--- Start of DATA SHOWN ---

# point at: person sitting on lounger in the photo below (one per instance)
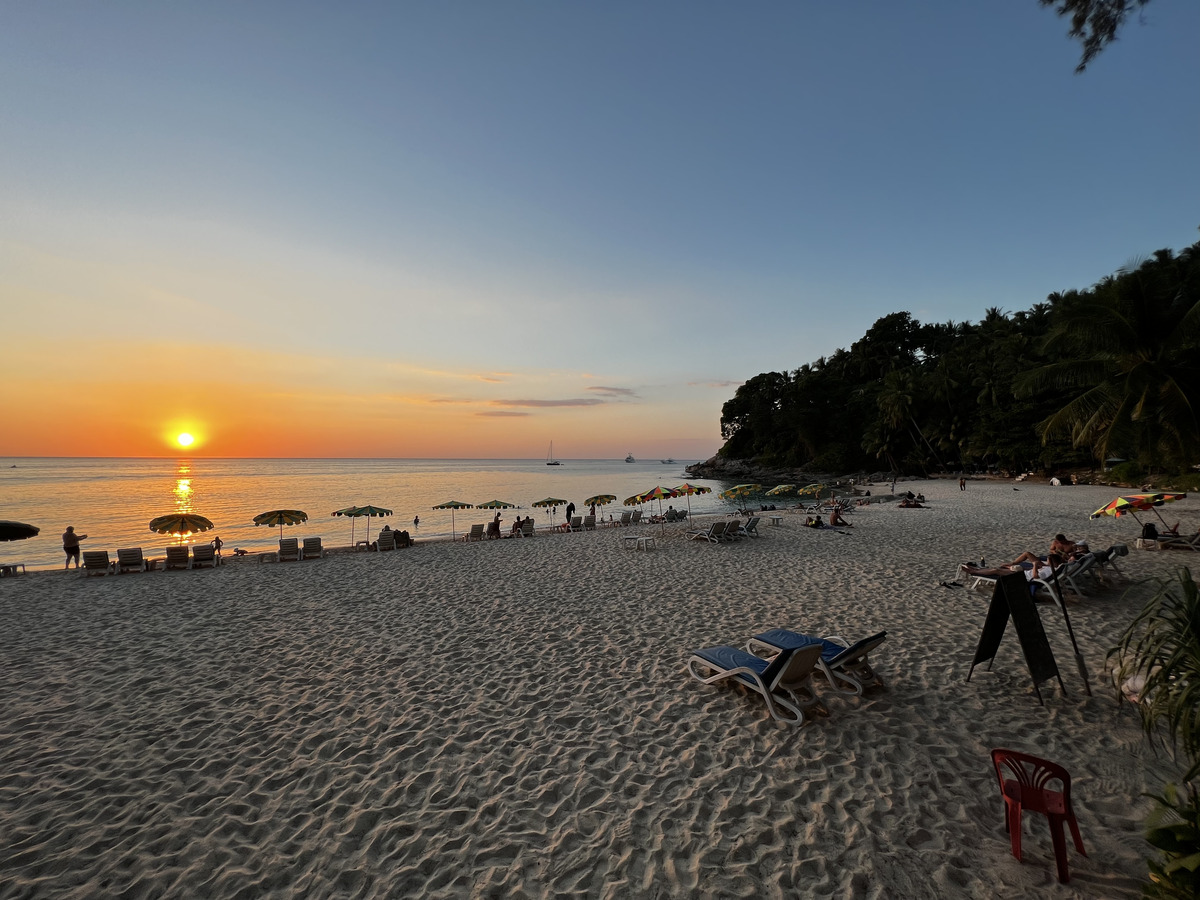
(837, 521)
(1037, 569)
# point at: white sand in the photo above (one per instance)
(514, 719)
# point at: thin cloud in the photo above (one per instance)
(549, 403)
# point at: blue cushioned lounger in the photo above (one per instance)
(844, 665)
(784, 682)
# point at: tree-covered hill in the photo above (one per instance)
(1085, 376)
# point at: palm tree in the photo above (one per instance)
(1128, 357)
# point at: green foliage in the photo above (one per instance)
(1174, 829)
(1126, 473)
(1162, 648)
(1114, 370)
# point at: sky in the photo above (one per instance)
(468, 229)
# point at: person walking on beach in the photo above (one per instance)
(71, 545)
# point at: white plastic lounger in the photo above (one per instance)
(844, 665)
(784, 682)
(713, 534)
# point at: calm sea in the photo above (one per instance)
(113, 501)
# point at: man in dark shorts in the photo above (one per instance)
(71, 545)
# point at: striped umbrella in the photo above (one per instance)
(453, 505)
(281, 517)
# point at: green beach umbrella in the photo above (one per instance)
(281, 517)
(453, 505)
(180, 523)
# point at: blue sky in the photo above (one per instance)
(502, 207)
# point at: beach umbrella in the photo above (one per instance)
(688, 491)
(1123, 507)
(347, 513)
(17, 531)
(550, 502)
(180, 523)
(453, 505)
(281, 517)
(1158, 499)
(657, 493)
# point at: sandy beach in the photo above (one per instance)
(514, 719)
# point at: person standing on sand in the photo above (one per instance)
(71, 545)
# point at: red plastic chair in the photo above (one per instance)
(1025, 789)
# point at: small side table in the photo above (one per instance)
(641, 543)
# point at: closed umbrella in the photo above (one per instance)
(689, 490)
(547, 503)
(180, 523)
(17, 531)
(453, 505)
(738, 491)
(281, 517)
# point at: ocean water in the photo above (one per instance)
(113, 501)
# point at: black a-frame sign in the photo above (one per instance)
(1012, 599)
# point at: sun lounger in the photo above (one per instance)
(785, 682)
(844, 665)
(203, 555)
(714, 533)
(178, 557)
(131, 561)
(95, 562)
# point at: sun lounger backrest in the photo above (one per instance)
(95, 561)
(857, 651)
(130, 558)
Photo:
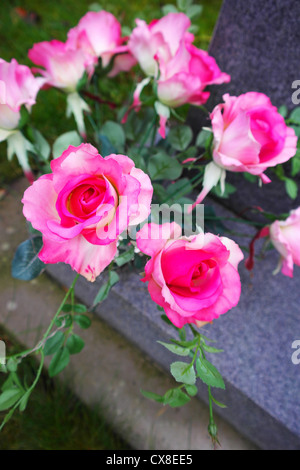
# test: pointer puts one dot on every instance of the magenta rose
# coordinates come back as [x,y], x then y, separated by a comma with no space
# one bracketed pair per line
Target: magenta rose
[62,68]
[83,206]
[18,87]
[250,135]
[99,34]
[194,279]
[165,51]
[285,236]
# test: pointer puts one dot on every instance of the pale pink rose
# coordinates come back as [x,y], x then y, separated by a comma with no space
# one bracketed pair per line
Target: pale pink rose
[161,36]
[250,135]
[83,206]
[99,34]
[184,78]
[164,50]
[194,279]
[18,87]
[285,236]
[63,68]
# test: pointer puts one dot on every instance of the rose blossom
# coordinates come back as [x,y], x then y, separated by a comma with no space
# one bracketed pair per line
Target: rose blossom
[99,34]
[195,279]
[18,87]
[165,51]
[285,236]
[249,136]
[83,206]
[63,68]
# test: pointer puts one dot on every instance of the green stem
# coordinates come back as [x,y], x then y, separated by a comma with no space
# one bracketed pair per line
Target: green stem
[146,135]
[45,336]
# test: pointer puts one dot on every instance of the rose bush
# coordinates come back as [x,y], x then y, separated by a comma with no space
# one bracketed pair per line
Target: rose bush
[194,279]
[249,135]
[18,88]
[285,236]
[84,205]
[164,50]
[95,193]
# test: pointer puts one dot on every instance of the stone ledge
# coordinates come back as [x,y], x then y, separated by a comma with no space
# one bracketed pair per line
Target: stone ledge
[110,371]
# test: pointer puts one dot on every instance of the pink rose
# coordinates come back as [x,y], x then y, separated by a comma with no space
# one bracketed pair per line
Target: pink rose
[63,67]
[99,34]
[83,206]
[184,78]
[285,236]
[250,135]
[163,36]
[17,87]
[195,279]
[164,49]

--- End of DATA SHOWN ---
--- Start of DATA SHOWN ---

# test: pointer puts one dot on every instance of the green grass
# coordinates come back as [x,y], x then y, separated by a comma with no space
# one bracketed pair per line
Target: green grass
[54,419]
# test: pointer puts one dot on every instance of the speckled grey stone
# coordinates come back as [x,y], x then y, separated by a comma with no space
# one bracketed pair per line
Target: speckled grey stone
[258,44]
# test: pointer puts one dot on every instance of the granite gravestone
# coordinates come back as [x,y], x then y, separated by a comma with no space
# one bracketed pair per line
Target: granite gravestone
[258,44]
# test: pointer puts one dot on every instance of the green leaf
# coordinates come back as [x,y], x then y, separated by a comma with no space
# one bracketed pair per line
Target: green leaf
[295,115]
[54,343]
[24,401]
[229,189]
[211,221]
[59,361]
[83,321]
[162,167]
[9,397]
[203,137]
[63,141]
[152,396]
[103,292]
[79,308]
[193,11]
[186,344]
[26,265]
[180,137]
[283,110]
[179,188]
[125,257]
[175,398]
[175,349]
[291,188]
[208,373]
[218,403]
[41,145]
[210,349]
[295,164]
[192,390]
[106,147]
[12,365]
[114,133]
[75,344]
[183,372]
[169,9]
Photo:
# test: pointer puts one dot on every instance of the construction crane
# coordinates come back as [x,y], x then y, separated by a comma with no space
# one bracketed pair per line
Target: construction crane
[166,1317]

--- End of DATA SHOWN ---

■ GOAL
Locate every line in the items above that contains the word "grass", and copy each such line. Case counts.

■ ANSWER TO THIS TASK
# test: pointer puts one dot on every instance of the green grass
Target: green grass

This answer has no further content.